▶ **Task brief**: Each record is to be printed exactly as given, down to the last mark.

--- Information supplied Enclosed Below ---

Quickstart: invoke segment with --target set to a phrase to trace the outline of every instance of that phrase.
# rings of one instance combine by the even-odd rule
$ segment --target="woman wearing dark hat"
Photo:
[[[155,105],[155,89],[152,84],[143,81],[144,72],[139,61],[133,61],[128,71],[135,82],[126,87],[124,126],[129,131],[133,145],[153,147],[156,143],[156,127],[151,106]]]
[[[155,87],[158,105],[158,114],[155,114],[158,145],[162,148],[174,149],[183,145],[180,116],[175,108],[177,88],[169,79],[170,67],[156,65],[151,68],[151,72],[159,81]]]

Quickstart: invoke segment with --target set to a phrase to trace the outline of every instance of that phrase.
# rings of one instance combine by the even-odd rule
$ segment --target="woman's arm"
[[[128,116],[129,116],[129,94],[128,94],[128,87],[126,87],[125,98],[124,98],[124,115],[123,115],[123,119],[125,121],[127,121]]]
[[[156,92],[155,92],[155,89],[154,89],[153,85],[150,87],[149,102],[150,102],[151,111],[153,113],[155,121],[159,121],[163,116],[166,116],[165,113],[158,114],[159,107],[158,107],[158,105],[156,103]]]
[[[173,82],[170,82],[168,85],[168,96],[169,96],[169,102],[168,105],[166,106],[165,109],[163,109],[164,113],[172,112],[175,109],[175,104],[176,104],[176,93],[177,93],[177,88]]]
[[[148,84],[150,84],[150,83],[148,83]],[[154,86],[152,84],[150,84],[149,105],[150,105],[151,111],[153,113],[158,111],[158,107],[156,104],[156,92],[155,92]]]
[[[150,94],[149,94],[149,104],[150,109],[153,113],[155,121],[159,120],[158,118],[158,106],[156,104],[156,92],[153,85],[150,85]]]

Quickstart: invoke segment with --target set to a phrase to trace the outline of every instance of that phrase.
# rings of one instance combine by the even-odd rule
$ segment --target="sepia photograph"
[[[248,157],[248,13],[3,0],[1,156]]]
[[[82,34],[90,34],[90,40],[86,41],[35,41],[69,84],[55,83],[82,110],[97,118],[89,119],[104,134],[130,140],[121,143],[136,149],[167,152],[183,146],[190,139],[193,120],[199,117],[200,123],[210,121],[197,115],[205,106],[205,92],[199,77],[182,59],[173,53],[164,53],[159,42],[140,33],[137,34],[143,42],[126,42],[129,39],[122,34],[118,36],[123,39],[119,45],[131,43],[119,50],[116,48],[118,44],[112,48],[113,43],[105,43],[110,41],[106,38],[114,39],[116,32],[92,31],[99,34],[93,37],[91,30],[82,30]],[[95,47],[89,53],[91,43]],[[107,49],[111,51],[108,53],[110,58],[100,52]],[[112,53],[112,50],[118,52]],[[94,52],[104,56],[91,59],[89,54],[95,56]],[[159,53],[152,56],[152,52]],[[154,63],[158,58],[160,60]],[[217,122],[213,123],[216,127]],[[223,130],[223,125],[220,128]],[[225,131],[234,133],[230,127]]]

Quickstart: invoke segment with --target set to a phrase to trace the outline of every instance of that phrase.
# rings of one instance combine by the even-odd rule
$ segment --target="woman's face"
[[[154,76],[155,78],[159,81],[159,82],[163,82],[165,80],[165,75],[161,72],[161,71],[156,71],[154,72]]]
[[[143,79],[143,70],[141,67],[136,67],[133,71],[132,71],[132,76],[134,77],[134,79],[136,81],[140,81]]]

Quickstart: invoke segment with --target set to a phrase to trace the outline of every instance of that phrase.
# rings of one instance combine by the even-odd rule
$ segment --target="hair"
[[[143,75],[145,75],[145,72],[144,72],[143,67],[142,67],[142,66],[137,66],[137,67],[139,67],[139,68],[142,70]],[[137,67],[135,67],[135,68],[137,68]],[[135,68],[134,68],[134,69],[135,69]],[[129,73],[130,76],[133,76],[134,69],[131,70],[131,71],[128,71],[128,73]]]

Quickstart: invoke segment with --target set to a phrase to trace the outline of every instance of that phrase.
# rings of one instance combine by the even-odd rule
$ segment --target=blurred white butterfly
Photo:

--- End of Enclosed Information supplied ---

▶ **Task solution**:
Quickstart: invoke segment with --target set to a phrase to trace the outline of every instance of that phrase.
# rings of one instance combine by the even-odd rule
$ segment --target="woman wearing dark hat"
Photo:
[[[155,105],[155,89],[152,84],[143,81],[144,72],[139,61],[133,61],[128,71],[135,82],[126,87],[124,126],[129,131],[133,145],[153,147],[156,143],[156,127],[151,106]]]
[[[155,87],[158,105],[158,114],[155,114],[158,145],[162,148],[174,149],[183,145],[180,116],[175,108],[177,88],[169,79],[170,67],[156,65],[151,68],[151,72],[159,81]]]

Quickstart: invoke segment with --target set to a phrase to trace the outline of every instance of that phrase.
# rings of one instance combine by the even-odd rule
$ segment --target="woman's arm"
[[[128,116],[129,116],[129,94],[128,94],[128,87],[126,87],[125,98],[124,98],[124,115],[123,115],[123,119],[125,121],[127,121]]]
[[[156,92],[155,92],[155,89],[154,89],[153,85],[150,87],[149,102],[150,102],[151,111],[153,113],[155,121],[159,121],[163,116],[166,116],[165,113],[158,114],[159,107],[158,107],[158,105],[156,103]]]
[[[173,82],[170,82],[168,85],[168,96],[169,96],[169,102],[168,105],[166,106],[165,109],[163,109],[164,113],[172,112],[175,109],[175,104],[176,104],[176,93],[177,93],[177,88]]]
[[[148,84],[150,84],[150,83],[148,83]],[[154,86],[152,84],[150,84],[149,105],[150,105],[151,111],[153,113],[158,111],[158,107],[156,104],[156,92],[155,92]]]
[[[150,94],[149,94],[149,104],[150,109],[153,113],[155,121],[159,120],[158,118],[158,106],[156,104],[156,92],[153,85],[150,85]]]

Quickstart: invoke segment with --target set to a phrase to trace the outline of every instance of that phrase.
# rings of one instance combine by the even-odd rule
$ segment --target="sepia photograph"
[[[248,157],[248,13],[3,0],[1,156]]]
[[[82,34],[90,34],[90,40],[86,41],[35,41],[69,84],[55,83],[82,110],[97,118],[89,119],[104,134],[130,140],[121,143],[136,149],[167,152],[183,146],[190,139],[193,120],[199,117],[200,123],[210,121],[197,115],[205,106],[205,92],[199,77],[182,59],[173,53],[164,53],[159,42],[140,33],[137,34],[143,42],[126,42],[129,39],[122,34],[118,36],[123,39],[119,45],[131,43],[119,50],[116,48],[118,44],[112,48],[113,43],[105,43],[110,41],[106,38],[114,39],[116,32],[92,31],[99,34],[93,37],[91,30],[82,30]],[[95,47],[89,53],[91,43]],[[107,49],[111,51],[108,53],[110,58],[100,52]],[[112,53],[112,50],[118,52]],[[94,52],[104,56],[91,59],[89,54],[95,56]],[[159,53],[152,56],[152,52]],[[154,63],[158,58],[160,60]],[[217,122],[213,123],[216,127]],[[223,130],[223,125],[220,128]],[[225,131],[234,133],[230,127]]]

Quickstart: invoke segment with --target set to a phrase to trace the outline of every instance of that phrase.
# rings of one instance combine by the even-odd rule
$ segment --target="woman's face"
[[[154,76],[155,78],[159,81],[159,82],[163,82],[165,80],[165,75],[161,72],[161,71],[156,71],[154,72]]]
[[[143,79],[143,70],[141,67],[136,67],[133,71],[132,71],[132,76],[134,77],[134,79],[136,81],[140,81]]]

Quickstart: invoke segment with --target set to a phrase to trace the outline of every instance of that phrase.
# rings of one instance combine by the even-odd rule
$ segment --target="hair"
[[[143,75],[145,75],[145,72],[144,72],[143,67],[142,67],[142,66],[137,66],[137,67],[139,67],[139,68],[142,70]],[[137,67],[135,67],[135,68],[137,68]],[[135,68],[134,68],[134,69],[135,69]],[[129,73],[130,76],[133,76],[134,69],[131,70],[131,71],[128,71],[128,73]]]

Quickstart: invoke segment with --target set to a phrase to trace the outline of every instance of that phrase.
# rings of one instance combine by the even-odd rule
$ segment --target=blurred white butterfly
Photo:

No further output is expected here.